◆ **TASK INSTRUCTIONS**
Word for word, restate the records that come next, omitting the images.
╭─ INFORMATION SHOWN
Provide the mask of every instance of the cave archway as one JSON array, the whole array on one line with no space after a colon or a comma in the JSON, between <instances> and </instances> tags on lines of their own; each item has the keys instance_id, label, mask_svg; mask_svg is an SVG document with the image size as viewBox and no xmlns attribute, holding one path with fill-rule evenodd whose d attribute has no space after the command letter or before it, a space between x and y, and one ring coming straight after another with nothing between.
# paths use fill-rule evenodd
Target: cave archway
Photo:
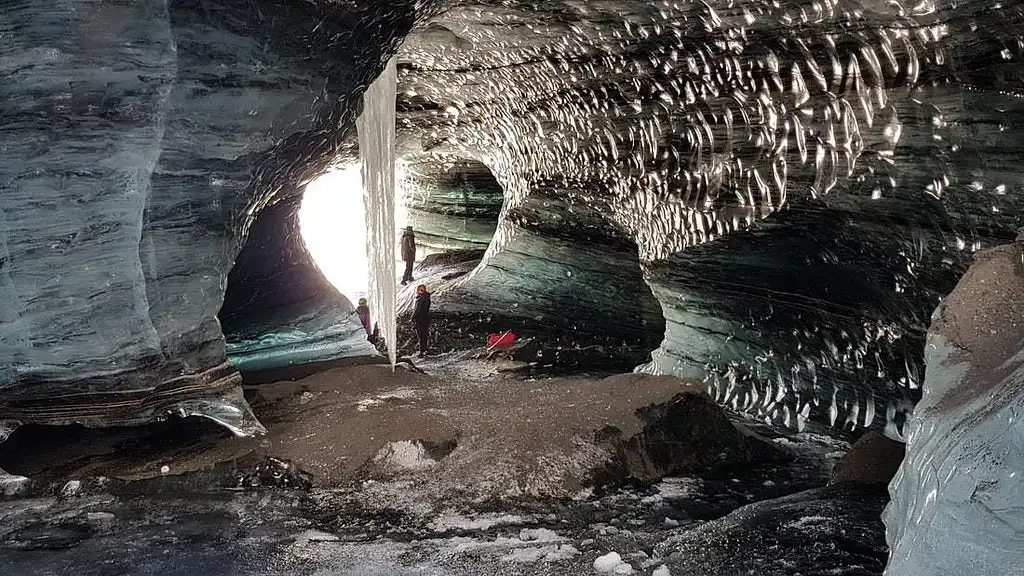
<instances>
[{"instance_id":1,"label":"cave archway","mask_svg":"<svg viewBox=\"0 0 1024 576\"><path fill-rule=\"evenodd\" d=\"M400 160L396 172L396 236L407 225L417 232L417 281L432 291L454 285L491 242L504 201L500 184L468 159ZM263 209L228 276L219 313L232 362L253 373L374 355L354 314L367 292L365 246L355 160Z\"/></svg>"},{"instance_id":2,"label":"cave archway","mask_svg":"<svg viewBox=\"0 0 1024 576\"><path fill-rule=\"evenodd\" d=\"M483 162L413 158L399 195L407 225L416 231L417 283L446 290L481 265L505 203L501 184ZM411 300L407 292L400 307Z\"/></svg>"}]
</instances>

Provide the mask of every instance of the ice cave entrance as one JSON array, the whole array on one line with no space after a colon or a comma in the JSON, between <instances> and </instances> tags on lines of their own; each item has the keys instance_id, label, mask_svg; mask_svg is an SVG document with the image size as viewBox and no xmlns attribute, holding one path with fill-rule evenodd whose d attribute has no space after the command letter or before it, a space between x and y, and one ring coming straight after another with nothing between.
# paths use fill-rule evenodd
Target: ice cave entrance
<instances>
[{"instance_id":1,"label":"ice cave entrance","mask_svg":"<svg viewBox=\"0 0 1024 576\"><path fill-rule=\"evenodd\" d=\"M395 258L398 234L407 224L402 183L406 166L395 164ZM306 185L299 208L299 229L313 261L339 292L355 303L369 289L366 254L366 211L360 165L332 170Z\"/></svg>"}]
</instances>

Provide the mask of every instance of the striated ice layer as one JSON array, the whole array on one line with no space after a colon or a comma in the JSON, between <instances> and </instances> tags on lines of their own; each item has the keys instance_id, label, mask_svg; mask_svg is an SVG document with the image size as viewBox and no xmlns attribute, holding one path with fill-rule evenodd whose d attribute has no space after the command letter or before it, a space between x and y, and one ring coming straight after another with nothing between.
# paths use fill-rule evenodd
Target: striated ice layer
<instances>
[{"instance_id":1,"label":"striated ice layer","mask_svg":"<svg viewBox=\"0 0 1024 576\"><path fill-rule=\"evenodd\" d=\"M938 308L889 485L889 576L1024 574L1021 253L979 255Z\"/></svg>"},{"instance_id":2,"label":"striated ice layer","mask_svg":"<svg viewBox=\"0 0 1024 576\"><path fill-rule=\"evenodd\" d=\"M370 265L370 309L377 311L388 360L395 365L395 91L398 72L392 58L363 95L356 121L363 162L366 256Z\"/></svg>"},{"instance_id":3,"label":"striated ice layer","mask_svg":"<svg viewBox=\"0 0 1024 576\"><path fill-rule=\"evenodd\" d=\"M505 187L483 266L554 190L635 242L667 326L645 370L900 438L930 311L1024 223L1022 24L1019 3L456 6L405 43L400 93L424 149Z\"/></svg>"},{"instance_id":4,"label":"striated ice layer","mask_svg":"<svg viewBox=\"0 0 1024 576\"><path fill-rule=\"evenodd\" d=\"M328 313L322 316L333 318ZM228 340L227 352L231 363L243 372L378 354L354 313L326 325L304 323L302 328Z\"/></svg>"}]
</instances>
╰─
◆ **RESPONSE TO THIS TASK**
Provide the mask of every instance of the cave archway as one JSON array, the whole array on one line with no space after a colon or a comma in the JSON, between <instances> and </instances> tags on lines of their own; each item has the keys instance_id, label, mask_svg; mask_svg is an SVG document with the image size as viewBox and no xmlns attribute, holding one path with fill-rule evenodd whose d attribute has no space after the command letter or before it, a space between x and y, and one ring coming straight after another with nothing between.
# paths use fill-rule evenodd
Target: cave archway
Photo:
<instances>
[{"instance_id":1,"label":"cave archway","mask_svg":"<svg viewBox=\"0 0 1024 576\"><path fill-rule=\"evenodd\" d=\"M400 160L396 172L396 236L407 225L417 232L417 281L432 291L454 285L491 242L504 201L500 184L468 159ZM263 209L228 276L219 313L232 362L253 373L374 355L354 314L367 292L365 246L355 160Z\"/></svg>"},{"instance_id":2,"label":"cave archway","mask_svg":"<svg viewBox=\"0 0 1024 576\"><path fill-rule=\"evenodd\" d=\"M483 162L413 158L399 195L407 225L416 231L417 283L446 290L481 265L505 203L501 184ZM411 300L407 292L400 307Z\"/></svg>"}]
</instances>

Provide the mask of every instance of the ice cave entrance as one JSON array, the whole array on one line with no space after a colon or a comma in the JSON, between <instances> and </instances> tags on lines of their own; each item has the keys instance_id, label, mask_svg; mask_svg is an SVG document with the image size as viewBox and no xmlns attribute, holding one path with fill-rule evenodd whose d attribute has no space after the command letter or before it, a space between x and y, and one ring coming straight after another with nothing between.
# paths use fill-rule evenodd
Target: ice cave entrance
<instances>
[{"instance_id":1,"label":"ice cave entrance","mask_svg":"<svg viewBox=\"0 0 1024 576\"><path fill-rule=\"evenodd\" d=\"M395 258L398 234L407 224L402 183L406 166L395 164ZM306 185L299 208L299 229L313 261L339 292L355 303L369 289L366 254L366 211L360 165L332 170Z\"/></svg>"}]
</instances>

Provide the mask of every instance of the striated ice layer as one JSON array, the whole array on one line with no space after a colon or a comma in the JSON, between <instances> and </instances> tags on lines of their own; each item has the keys instance_id, label, mask_svg; mask_svg is an SVG document with the image size as viewBox and no xmlns attribute, holding one path with fill-rule evenodd whose d attribute has no space after the command letter or before it, a space between x and y, and one ring coming straight after another with nothing between.
# paths use fill-rule evenodd
Target: striated ice layer
<instances>
[{"instance_id":1,"label":"striated ice layer","mask_svg":"<svg viewBox=\"0 0 1024 576\"><path fill-rule=\"evenodd\" d=\"M938 308L889 485L889 576L1024 574L1021 253L979 255Z\"/></svg>"},{"instance_id":2,"label":"striated ice layer","mask_svg":"<svg viewBox=\"0 0 1024 576\"><path fill-rule=\"evenodd\" d=\"M370 265L370 309L377 311L388 360L395 365L395 91L398 72L392 58L363 95L356 121L363 162L366 256Z\"/></svg>"},{"instance_id":3,"label":"striated ice layer","mask_svg":"<svg viewBox=\"0 0 1024 576\"><path fill-rule=\"evenodd\" d=\"M505 187L483 266L554 190L635 242L667 326L645 370L900 438L930 311L1024 223L1022 24L1019 3L456 6L405 43L400 93L424 149Z\"/></svg>"},{"instance_id":4,"label":"striated ice layer","mask_svg":"<svg viewBox=\"0 0 1024 576\"><path fill-rule=\"evenodd\" d=\"M328 313L322 316L333 318ZM228 340L227 352L231 363L243 372L378 354L354 313L326 325L304 323L302 328Z\"/></svg>"}]
</instances>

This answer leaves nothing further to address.